:: Page excerpt ::
===============

Summary: Flying is incredibly safe because accidents are analyzed. How about firmware engineering?

The last few months haven't been great for the aviation industry. A spike in accidents has many people alarmed.

My wife is one of them. While she's not afraid to fly, she is a somewhat fearful flyer. After one quite bumpy approach and landing in Denver Marybeth said she'd never go to, or via, that city again. To date, she hasn't.

I fly a lot, having logged 3 or 4 million miles over the decades. I've heard people scream, pray, have had seatmate strangers grip my hand in turbulence, and have been on flights where a passenger passed away, though not as a result of the flying. On a couple of trips we've landed with everyone in crash position, once I watched flames leaping from a wheel, and on another memorable journey the pilot did four go-arounds before getting the plane down on the fifth try. During the first Gulf War (I'm starting to lose count of them) on a non-stop from Munich to London the plane went into a crash dive and made an unexpected and abrupt landing in Dusseldorf where we were marched through metal detectors, Americans getting additional scrutiny, before reboarding. No explanations were given.

===============

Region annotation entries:

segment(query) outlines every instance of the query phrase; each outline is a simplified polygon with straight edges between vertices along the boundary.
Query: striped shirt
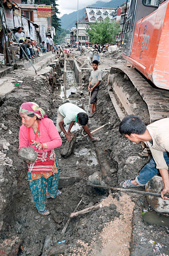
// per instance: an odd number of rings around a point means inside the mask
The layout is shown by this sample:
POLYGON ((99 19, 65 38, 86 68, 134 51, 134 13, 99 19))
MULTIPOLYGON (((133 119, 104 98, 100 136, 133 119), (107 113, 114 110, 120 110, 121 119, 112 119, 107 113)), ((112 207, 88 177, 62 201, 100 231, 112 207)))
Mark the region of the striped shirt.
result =
POLYGON ((59 110, 62 115, 65 117, 63 120, 65 125, 71 123, 72 121, 75 121, 75 118, 78 113, 86 113, 82 108, 70 102, 60 106, 59 108, 59 110))

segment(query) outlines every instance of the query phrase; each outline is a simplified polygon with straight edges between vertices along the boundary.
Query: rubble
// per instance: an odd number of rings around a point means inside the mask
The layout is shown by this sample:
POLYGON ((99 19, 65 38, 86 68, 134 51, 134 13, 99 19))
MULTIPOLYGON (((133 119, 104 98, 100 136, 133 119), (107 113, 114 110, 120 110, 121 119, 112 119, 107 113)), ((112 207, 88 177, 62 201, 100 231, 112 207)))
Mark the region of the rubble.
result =
MULTIPOLYGON (((161 193, 164 189, 162 177, 155 176, 146 184, 145 190, 147 192, 161 193)), ((148 203, 152 208, 159 213, 169 214, 169 200, 163 200, 161 197, 147 196, 148 203)))

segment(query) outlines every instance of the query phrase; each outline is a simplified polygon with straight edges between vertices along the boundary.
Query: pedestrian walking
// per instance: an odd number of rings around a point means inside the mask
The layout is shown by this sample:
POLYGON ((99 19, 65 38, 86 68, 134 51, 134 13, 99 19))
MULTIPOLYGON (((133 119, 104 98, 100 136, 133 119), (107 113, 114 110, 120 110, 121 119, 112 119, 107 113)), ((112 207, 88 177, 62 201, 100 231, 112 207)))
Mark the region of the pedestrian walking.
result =
POLYGON ((31 147, 37 153, 35 162, 27 163, 30 190, 39 213, 48 215, 46 197, 55 198, 60 193, 57 189, 59 169, 54 149, 61 146, 62 139, 52 120, 36 103, 22 103, 19 114, 22 124, 19 134, 19 150, 31 147))
POLYGON ((102 80, 102 71, 98 68, 99 62, 97 60, 94 60, 92 62, 93 69, 89 78, 88 89, 91 92, 91 111, 89 117, 93 117, 96 113, 96 105, 97 103, 97 95, 99 91, 99 84, 102 80))
POLYGON ((46 38, 46 44, 47 45, 47 52, 49 52, 50 50, 50 43, 49 39, 50 38, 50 36, 47 36, 46 38))

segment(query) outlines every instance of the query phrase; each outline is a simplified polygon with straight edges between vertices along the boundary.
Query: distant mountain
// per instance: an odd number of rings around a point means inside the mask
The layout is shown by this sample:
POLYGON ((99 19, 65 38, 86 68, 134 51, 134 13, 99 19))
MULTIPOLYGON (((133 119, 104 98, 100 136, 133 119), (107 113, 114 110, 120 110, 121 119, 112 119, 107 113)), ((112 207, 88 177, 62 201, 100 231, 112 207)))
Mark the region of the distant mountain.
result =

===============

Repeat the part of the aviation excerpt that opens with the words containing "The last few" and closes with "date, she hasn't.", swapping "Denver" for "Boston". Rely solely on the aviation excerpt.

The last few months haven't been great for the aviation industry. A spike in accidents has many people alarmed.

My wife is one of them. While she's not afraid to fly, she is a somewhat fearful flyer. After one quite bumpy approach and landing in Boston Marybeth said she'd never go to, or via, that city again. To date, she hasn't.